Extrait du document >>
---+---
Ce dimanche on vote. Un seul tour pour les élections européennes 2024 le 9 juin. Les dernières mobilisations s’opèrent. Jeudi, La France Insoumise (LFI) était sur le terrain à Blois dans le cadre de ses « caravanes de l’union populaire », avec pour tête d’affiche Éric Coquerel, au côté de Reda Belkadi, candidat blésois sur la liste conduite par Manon Aubry. Avec plusieurs militants, il a été question de tracter quartier Croix-Chevalier, de porte-à-porte, et de prises de parole.

En marge de cette actualité, nous avons pu nous entretenir avec Éric Coquerel, député LFI de la Seine-Saint-Denis réélu en 2022 et président de la Commission des finances de l’Assemblée nationale.

Blois Capitale : Pourquoi ce choix spécifique du quartier Croix-Chevalier pour aller à la rencontre de la population ?

Éric Coquerel : Nous continuons à chercher à rassembler notre base électorale la plus importante. Depuis des années, nous travaillons spécialement à cela au sein de La France Insoumise. En vue des élections européennes, nous sommes conscients de notre déficit traditionnel dans ce scrutin. Depuis la création de cette élection, et même avant avec le Front de gauche*, nous faisons face au problème de la faible participation électorale des jeunes, et des quartiers. Tout va donc dépendre de notre capacité à mobiliser pour obtenir un résultat bien meilleur que les 6 à 6,5 % que nous obtenons traditionnellement depuis 2009**. Ce n’est pas dire que nous nous concentrons uniquement sur les quartiers, mais cela signifie que nous faisons un effort particulier. En tant que député de la Seine-Saint-Denis, un département populaire, je suis ravi de venir apporter mon soutien.
---+---
Données fournies >>

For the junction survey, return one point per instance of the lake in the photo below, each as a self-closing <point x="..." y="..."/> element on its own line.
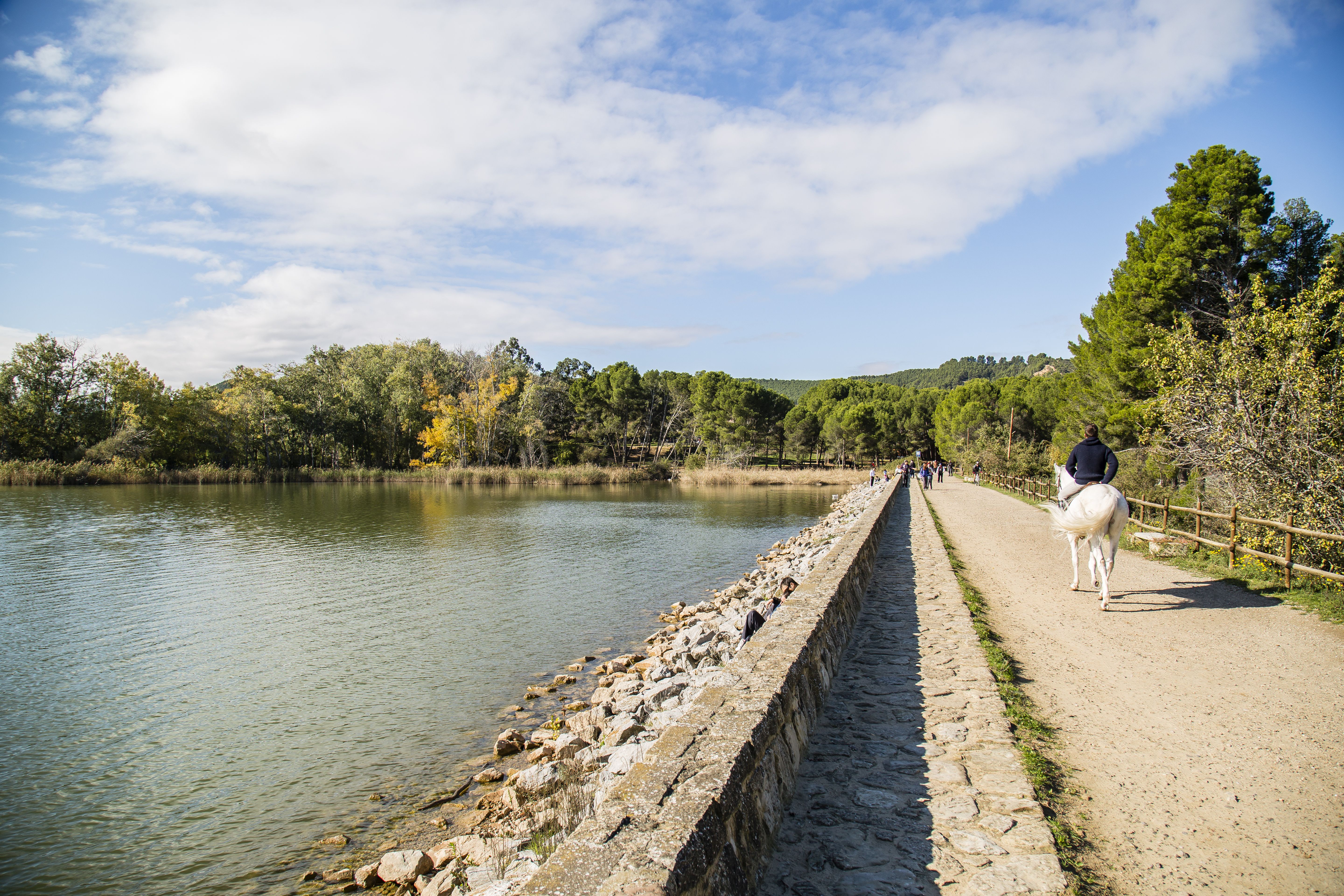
<point x="200" y="682"/>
---+---
Défis à relever >>
a) Reproduisez à l'identique le passage de l'entretien avec Éric Coquerel qui va de « Éric Coquerel : Nous » jusqu'à « apporter mon soutien. » inclus.
b) Reprenez l'entretien avec Éric Coquerel et poursuivez-le à partir de sa dernière phrase.

Réponses rédigées >>
a)
Éric Coquerel : Nous continuons à chercher à rassembler notre base électorale la plus importante. Depuis des années, nous travaillons spécialement à cela au sein de La France Insoumise. En vue des élections européennes, nous sommes conscients de notre déficit traditionnel dans ce scrutin. Depuis la création de cette élection, et même avant avec le Front de gauche*, nous faisons face au problème de la faible participation électorale des jeunes, et des quartiers. Tout va donc dépendre de notre capacité à mobiliser pour obtenir un résultat bien meilleur que les 6 à 6,5 % que nous obtenons traditionnellement depuis 2009**. Ce n’est pas dire que nous nous concentrons uniquement sur les quartiers, mais cela signifie que nous faisons un effort particulier. En tant que député de la Seine-Saint-Denis, un département populaire, je suis ravi de venir apporter mon soutien.

b)
Blois Capitale : Vous portez un pin’s avec le drapeau palestinien à côté de celui de la France. C’est la question importante ?

Éric Coquerel : C’est une des questions importantes. Les élections européennes étant des élections internationales, des sujets tels que l’Ukraine, Israël et la Palestine sont naturellement au cœur de la campagne, car nous parlons de droit international et de paix. De ce point de vue là, il est clair que nous sommes la liste la plus engagée en faveur d’un cessez-le-feu contre le génocide. Je suis d’autant plus fier de défendre cette position et d’arborer ce drapeau.

Blois Capitale : En ce qui concerne le paysage électoral, le peuple de gauche a beaucoup de choix possibles. Pourquoi aller vers Manon Aubry et LFI ?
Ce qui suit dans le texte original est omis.